**Given task**
Reproduce the news article about the election of a new pope in full, word for word, from its headline through its last line.

**Passage provided**
New Pope: Italian, Brazilian are top contenders

New Pope: Italian, Brazilian are top contenders


The work to elect a successor to retired Pope Benedict XVI began in earnest this morning, with a Mass at St. Peter’s Basilica.

The service open to the public was the last public event featuring the 115 cardinals who will choose the new spiritual leader of the world’s 1.2 billion Roman Catholics. The cardinals held final discussions on the troubled state of the Roman Catholic Church yesterday.

The 115 cardinal-electors from 48 countries filed into the Michelangelo-frescoed Sistine Chapel at 4.30 p.m. (10.30 a.m. ET) today, praying as they go, to begin the secret election called the conclave. They were expected to hold an initial vote shortly afterwards.

The only clue the world will have of what is happening inside will be periodic puffs of smoke from a copper chimney installed over the weekend in the Sistine Chapel. Black smoke, no pope. White smoke, success.

Vatican-watchers said Italy’s Angelo Scola and Brazil’s Odilo Scherer are in pole position, but a host of other candidates from around the world have also been mentioned, leaving the secretive contest wide open. “Last time around there was a man of stature, three or four times that of any other cardinal,” French Cardinal Philippe Barbarin told reporters, in a reference to Joseph Ratzinger who was elected pope within 24 hours in 2005. “That is not the case this time around.

**Dataset extract**
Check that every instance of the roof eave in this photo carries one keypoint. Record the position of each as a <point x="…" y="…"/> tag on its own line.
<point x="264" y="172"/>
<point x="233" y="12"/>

**Complete output**
New Pope: Italian, Brazilian are top contenders

New Pope: Italian, Brazilian are top contenders


The work to elect a successor to retired Pope Benedict XVI began in earnest this morning, with a Mass at St. Peter’s Basilica.

The service open to the public was the last public event featuring the 115 cardinals who will choose the new spiritual leader of the world’s 1.2 billion Roman Catholics. The cardinals held final discussions on the troubled state of the Roman Catholic Church yesterday.

The 115 cardinal-electors from 48 countries filed into the Michelangelo-frescoed Sistine Chapel at 4.30 p.m. (10.30 a.m. ET) today, praying as they go, to begin the secret election called the conclave. They were expected to hold an initial vote shortly afterwards.

The only clue the world will have of what is happening inside will be periodic puffs of smoke from a copper chimney installed over the weekend in the Sistine Chapel. Black smoke, no pope. White smoke, success.

Vatican-watchers said Italy’s Angelo Scola and Brazil’s Odilo Scherer are in pole position, but a host of other candidates from around the world have also been mentioned, leaving the secretive contest wide open. “Last time around there was a man of stature, three or four times that of any other cardinal,” French Cardinal Philippe Barbarin told reporters, in a reference to Joseph Ratzinger who was elected pope within 24 hours in 2005. “That is not the case this time around.